[Data excerpts — start]

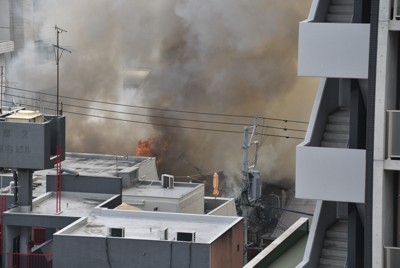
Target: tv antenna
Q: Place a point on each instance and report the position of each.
(58, 57)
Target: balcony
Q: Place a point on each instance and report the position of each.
(392, 161)
(333, 50)
(6, 46)
(333, 174)
(326, 169)
(392, 257)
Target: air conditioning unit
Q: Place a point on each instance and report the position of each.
(164, 234)
(116, 232)
(167, 181)
(186, 236)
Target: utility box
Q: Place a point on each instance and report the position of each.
(24, 116)
(27, 143)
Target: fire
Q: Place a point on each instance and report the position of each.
(151, 147)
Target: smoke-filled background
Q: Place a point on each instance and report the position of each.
(212, 56)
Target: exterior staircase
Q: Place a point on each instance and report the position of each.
(334, 250)
(337, 129)
(340, 11)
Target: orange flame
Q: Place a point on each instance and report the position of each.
(151, 147)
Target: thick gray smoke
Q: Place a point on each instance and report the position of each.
(218, 56)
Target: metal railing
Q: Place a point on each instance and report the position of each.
(22, 260)
(392, 257)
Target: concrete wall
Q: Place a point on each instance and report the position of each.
(85, 184)
(333, 50)
(192, 202)
(4, 20)
(330, 174)
(19, 224)
(99, 252)
(227, 250)
(30, 145)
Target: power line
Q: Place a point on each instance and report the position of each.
(160, 117)
(175, 126)
(162, 109)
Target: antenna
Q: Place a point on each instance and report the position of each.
(58, 57)
(1, 89)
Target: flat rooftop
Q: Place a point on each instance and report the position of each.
(72, 204)
(154, 189)
(149, 225)
(89, 165)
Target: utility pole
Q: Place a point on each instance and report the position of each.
(244, 195)
(58, 57)
(1, 87)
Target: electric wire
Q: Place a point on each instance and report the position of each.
(157, 124)
(160, 117)
(160, 109)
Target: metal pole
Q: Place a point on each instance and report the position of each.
(58, 68)
(1, 87)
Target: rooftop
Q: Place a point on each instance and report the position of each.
(154, 189)
(151, 226)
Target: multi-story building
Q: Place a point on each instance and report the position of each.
(349, 160)
(6, 42)
(102, 210)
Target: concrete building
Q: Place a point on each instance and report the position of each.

[Data excerpts — finish]

» Exercise instructions
From the data above, return every line from the line that has "Target: smoke-filled background" up to and including the line that has "Target: power line", exactly.

» Exercise answer
Target: smoke-filled background
Q: Place a point on each instance and report the position of each.
(212, 56)
Target: exterior staircase
Q: Place a point on each instance and report the position of each.
(334, 250)
(337, 129)
(340, 11)
Target: orange flame
Q: Place a point on each instance and report the position of each.
(151, 147)
Target: thick gray smoke
Q: Place a point on each instance and report the position of each.
(218, 56)
Target: metal railing
Q: Place a point on each instance and report the position of each.
(22, 260)
(392, 257)
Target: concrete wall
Q: Place a point on each instance and report the position of each.
(85, 184)
(333, 50)
(192, 202)
(4, 20)
(330, 174)
(19, 224)
(99, 252)
(227, 250)
(30, 145)
Target: power line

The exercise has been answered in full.